--- Directions ---
(A) In the profile of Jill Farrant, what did her 2009 A-rating from the National Research Foundation signify? Answer in one to three sentences.
(B) According to the profile of Jill Farrant, which award was she announced as the African/Arab States recipient of?
(C) Please write the next part of the profile of Jill Farrant, picking up after its final sentence.

--- Text shown ---

******

Professor Jill Farrant's star has been on the rise in recent years.
There's been a string of awards. In 2009, she won the senior (silver) medal of the South African Association of Botanists. In 2009, she became the first woman in the life sciences at UCT to receive an A-rating from the National Research Foundation, marking her as a world leader in her field, and was also inducted into UCT's College of Fellows. In 2010, she was named the winner of the Harry Oppenheimer Fellowship Award for 2009 - which that comes with a sparkly gold medal and a purse of nearly R1 million - and the Department of Science and Technology's Distinguished Woman Scientist in the Life Sciences. And towards the end of last year, it was announced that Farrant would be the African/Arab States recipient of the 2012 L'Oreal-UNESCO Award for Women in Science.

******

--- Data for analysis ---
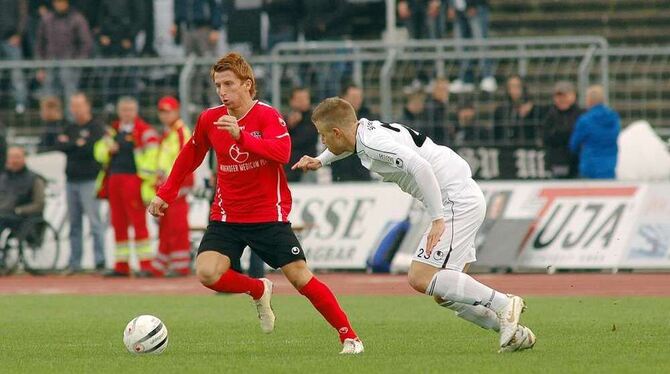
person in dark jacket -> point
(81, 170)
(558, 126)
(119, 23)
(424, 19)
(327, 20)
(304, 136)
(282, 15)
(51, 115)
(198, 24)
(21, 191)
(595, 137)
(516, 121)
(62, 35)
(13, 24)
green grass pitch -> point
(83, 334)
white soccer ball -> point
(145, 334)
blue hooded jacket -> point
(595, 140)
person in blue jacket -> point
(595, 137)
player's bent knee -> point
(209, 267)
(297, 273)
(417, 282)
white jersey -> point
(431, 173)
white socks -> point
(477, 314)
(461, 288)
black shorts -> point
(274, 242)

******

--- Answers for each item ---
(A) The A-rating from the National Research Foundation marked Farrant as a world leader in her field. It also made her the first woman in the life sciences at UCT to receive that rating.

(B) The 2012 L'Oreal-UNESCO Award for Women in Science.

(C)
It's the nature of Farrant's work that's attracted the accolades. Her research revolves around resurrection plants - plants that appear to die in drought, but recover dramatically within 24 to 48 hours after rain, even after a year in a dry state. Working at subcellular levels, Farrant characterises the proteins and metabolites that protect the plant tissue in extreme conditions. She investigates why some plants can switch on their desiccation-tolerant genes, and others can't. And she wants to tease similar responses out of other plants - they all have the same genes, she says, and they just need to learn to use them.
The potential outcome of her work, the production of drought-tolerant crops, has the aim of addressing food security needs in Africa.